*Do this*
In the account of the heritage walk through Agra below, what was the old Chungi, where the group made its first halt?

*Text to read*
>>>
We were largely trying to follow the heritage track suggested by Lucy Peck in her book “Agra: The Architectural Heritage”. But our aim was to see the secular flavours of the city that evolved over five centuries.

We started at around 9 a.m. from Hathi Ghat Gurdwara on the Yamuna Kinara road. Our first halt was the old Chungi, the library of Mughal emperor Shah Jahan’s son Dara Shikoh. It is a structure worth seeing, particularly the reading rooms which have the provision of filtered sunlight and fresh air.

“Old records say Dara Shikoh was a great Sanskrit and Persian scholar, very fond of books. This building also served as a rallying point for political activists during the freedom struggle,” said Subhash Jha, one of the group members.

Our next stop was Huzuri Bhavan, the headquarters of a sect of the Radhasoamis, which is a philosophical organisation.

We also had a look at the haveli in the Kala Mahal area where the doyen of Urdu poetry Mirza Ghalib was born.

“How much people are missing the ‘mohalla’ (neighbourhood) culture, the aroma of sweet shops, the images of people engaged in doing odd jobs. Truly, the romance of the old world was being missed out,” said Hari Dutt Sharma, a school teacher and one of the members of the group that I led through the murky, narrow lanes of the city.

We also had a look at the Mankameshwar temple complex before moving towards Jama Masjid and Johri Bazar. With half a dozen temples around the main Shiva temple, the area was once the nervecentre of the city.

“The feel is rich and as one meanders through the bylanes, it’s difficult not to cough and sneeze because the area is also the wholesale market for chemicals and spices. The high balconies still retain the old world charm,” said Ravi Singh, a globetrotter and a group member.
<<<
*Data provided*
>>>
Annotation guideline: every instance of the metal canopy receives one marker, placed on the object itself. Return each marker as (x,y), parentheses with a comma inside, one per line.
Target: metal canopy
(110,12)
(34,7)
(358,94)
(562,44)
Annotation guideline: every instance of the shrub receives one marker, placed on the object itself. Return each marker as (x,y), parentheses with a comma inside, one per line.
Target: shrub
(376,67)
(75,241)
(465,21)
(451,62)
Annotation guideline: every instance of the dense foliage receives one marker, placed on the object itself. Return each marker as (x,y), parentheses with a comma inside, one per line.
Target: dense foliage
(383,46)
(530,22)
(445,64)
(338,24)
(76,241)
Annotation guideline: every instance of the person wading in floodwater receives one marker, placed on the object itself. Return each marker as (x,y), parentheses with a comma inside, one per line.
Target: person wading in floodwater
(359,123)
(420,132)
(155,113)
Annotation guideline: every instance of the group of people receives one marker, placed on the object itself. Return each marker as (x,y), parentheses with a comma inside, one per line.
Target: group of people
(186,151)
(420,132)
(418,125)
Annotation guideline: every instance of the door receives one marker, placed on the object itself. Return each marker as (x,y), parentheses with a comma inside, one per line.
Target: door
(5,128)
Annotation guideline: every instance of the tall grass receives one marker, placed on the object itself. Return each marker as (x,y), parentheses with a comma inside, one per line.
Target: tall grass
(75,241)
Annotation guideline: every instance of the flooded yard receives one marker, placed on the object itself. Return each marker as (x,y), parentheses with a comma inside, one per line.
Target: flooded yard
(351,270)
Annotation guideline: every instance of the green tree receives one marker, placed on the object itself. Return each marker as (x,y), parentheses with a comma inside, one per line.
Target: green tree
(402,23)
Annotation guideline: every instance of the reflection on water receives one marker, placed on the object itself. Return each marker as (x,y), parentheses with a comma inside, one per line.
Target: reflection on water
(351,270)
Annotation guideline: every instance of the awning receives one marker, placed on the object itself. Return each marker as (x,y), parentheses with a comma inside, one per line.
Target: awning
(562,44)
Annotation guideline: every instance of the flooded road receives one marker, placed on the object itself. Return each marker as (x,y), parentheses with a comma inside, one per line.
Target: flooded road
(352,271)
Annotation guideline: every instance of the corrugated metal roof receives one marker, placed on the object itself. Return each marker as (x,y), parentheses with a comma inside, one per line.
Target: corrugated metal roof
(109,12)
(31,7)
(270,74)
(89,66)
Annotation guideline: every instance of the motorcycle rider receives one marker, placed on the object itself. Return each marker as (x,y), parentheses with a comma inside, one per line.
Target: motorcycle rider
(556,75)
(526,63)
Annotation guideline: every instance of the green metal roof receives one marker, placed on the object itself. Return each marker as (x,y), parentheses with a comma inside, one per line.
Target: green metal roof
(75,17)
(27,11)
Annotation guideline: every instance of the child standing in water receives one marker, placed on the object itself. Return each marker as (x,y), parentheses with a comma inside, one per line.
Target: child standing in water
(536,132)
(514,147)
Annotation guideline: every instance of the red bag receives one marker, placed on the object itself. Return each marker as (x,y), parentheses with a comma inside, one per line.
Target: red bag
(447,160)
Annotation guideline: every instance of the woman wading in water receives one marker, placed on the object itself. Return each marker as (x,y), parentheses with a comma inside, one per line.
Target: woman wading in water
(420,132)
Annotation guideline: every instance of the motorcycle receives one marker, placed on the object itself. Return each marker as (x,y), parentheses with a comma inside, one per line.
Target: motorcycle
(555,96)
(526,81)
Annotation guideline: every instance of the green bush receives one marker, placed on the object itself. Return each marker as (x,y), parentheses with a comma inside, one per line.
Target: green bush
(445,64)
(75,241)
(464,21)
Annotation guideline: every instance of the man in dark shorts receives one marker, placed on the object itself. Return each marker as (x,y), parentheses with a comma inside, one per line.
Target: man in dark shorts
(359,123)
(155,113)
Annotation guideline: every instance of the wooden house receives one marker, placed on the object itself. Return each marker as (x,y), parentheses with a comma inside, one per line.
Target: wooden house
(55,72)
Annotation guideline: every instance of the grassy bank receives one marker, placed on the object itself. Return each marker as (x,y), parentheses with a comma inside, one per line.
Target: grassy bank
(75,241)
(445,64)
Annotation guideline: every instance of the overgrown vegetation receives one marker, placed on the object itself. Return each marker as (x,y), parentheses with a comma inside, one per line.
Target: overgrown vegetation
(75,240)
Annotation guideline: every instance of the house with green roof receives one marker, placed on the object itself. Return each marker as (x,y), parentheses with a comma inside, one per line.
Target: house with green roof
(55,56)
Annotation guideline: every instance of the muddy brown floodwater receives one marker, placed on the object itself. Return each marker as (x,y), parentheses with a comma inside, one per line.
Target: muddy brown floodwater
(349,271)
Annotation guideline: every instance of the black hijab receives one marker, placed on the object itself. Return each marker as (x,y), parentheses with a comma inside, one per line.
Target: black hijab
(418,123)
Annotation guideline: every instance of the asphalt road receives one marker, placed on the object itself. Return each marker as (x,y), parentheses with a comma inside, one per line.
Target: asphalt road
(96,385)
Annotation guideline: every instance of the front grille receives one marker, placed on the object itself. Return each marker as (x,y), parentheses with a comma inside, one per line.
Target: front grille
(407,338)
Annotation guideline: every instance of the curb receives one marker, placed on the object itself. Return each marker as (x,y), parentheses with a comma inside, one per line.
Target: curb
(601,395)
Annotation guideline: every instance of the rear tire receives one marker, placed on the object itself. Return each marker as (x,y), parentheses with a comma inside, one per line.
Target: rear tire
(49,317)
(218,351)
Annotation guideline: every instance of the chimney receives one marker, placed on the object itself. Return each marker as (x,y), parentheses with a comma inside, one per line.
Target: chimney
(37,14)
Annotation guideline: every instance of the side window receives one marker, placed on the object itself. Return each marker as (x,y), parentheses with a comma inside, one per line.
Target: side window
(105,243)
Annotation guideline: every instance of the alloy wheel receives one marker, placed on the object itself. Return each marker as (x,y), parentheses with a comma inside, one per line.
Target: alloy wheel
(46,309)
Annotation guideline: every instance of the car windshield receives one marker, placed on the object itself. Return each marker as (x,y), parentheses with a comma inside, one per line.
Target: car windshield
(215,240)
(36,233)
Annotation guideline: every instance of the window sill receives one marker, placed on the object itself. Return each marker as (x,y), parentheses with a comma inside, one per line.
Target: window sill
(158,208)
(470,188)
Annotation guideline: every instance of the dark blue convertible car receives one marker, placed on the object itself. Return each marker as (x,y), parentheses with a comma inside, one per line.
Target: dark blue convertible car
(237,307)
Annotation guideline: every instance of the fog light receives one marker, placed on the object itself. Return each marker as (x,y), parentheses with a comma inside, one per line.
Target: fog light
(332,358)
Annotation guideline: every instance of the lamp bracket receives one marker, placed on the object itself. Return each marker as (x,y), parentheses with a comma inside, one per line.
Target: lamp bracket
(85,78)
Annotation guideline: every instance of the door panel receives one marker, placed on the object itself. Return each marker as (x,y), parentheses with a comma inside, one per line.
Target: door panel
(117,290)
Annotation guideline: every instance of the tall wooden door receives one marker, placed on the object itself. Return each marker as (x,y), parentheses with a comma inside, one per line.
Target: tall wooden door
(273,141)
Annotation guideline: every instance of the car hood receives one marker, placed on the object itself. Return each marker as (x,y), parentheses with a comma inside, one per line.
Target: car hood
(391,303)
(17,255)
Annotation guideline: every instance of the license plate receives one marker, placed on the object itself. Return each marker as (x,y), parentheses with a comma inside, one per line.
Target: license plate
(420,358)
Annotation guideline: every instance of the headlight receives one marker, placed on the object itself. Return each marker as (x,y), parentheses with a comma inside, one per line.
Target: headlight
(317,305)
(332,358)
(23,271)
<<<
*Solution to this task*
It was the library of Dara Shikoh, the son of Mughal emperor Shah Jahan.